EXERCISE AIM>
A verbatim copy of the full data, with no pictures, is the expected answer.

GIVEN INFORMATION>
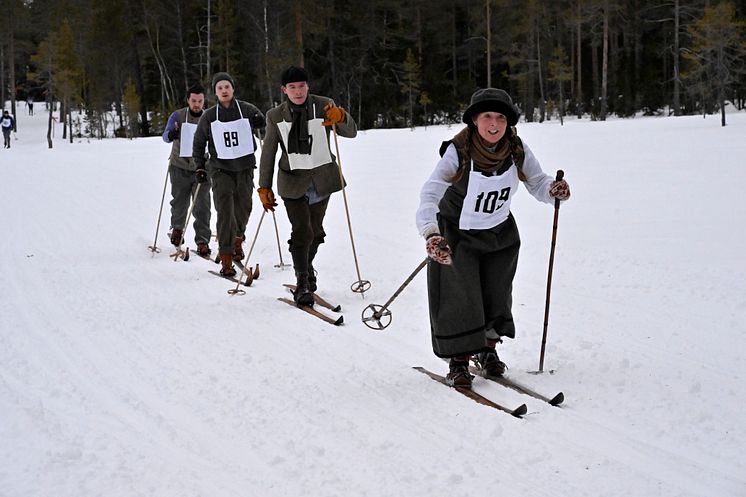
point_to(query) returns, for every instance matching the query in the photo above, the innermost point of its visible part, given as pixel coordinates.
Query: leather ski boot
(302, 295)
(177, 237)
(238, 254)
(226, 261)
(458, 373)
(490, 363)
(203, 249)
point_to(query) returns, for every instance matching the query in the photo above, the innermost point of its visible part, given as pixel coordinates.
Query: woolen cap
(293, 74)
(491, 99)
(222, 76)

ANSWER FOR THE TASK>
point_to(query) returns, for every instance matching the query in the photo above, the innermost point of its visible part, given as pixel coordinates.
Query: leather ski boot
(302, 295)
(177, 237)
(238, 254)
(226, 261)
(458, 373)
(490, 363)
(203, 249)
point_to(query) returns, for every instance matching the query in the photo above, the innermost point of its visible part, given as pixel coordinates.
Query: woolen cap
(293, 74)
(491, 99)
(222, 76)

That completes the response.